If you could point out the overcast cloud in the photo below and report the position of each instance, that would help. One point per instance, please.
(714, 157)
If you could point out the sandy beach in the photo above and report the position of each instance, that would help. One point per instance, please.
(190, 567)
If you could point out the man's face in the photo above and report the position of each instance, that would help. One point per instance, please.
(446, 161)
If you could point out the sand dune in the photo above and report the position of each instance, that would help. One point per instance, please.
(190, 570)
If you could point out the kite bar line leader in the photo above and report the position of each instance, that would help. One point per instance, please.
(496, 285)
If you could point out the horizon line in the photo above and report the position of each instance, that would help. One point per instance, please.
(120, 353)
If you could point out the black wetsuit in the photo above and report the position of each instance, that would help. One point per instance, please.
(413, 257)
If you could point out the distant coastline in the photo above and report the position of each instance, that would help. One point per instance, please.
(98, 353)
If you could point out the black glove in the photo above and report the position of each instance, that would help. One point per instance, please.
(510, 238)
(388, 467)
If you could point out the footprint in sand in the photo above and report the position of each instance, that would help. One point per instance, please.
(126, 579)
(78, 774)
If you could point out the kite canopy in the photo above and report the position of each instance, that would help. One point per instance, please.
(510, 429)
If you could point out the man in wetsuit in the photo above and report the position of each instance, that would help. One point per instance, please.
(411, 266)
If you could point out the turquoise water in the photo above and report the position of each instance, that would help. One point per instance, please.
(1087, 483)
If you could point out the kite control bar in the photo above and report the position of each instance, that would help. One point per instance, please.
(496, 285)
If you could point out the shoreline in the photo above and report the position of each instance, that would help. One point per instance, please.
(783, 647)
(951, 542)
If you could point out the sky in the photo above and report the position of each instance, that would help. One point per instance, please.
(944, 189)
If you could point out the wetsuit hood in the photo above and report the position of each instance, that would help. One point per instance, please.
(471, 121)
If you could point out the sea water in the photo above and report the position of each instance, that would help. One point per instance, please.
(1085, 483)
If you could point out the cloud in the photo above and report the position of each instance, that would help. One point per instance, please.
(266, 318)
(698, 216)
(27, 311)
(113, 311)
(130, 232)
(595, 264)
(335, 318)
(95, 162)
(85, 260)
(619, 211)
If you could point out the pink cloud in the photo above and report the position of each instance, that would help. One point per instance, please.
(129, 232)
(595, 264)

WORK INSTRUCTIONS: Give back exactly the lines from the one containing "If you could point out the shoreline" to the end of the material, both ends included.

EXERCISE ANSWER:
If you could point out the shoreline in the photo above and report the position of each instance, that would help. One point per instance, please.
(783, 647)
(951, 542)
If you could point out the sky in the photo above and report the position of each instance, that would help. One point per instance, please.
(944, 189)
If you could point out the wetsuit hood in the photo above and report the position of each instance, that would help. One point per instance, please.
(471, 121)
If you could point out the sea water in the photo above and report the position of each instance, that would help. One point per instance, please.
(1085, 483)
If you could point out the cloud in the photo above and report the position of each instance, that would help. One point per instance, please.
(266, 318)
(698, 216)
(27, 311)
(113, 311)
(130, 232)
(595, 264)
(335, 318)
(95, 162)
(85, 260)
(619, 211)
If you could point out the pink cloud in the photo above and report the position of each instance, that would help. One point per instance, please.
(129, 232)
(595, 264)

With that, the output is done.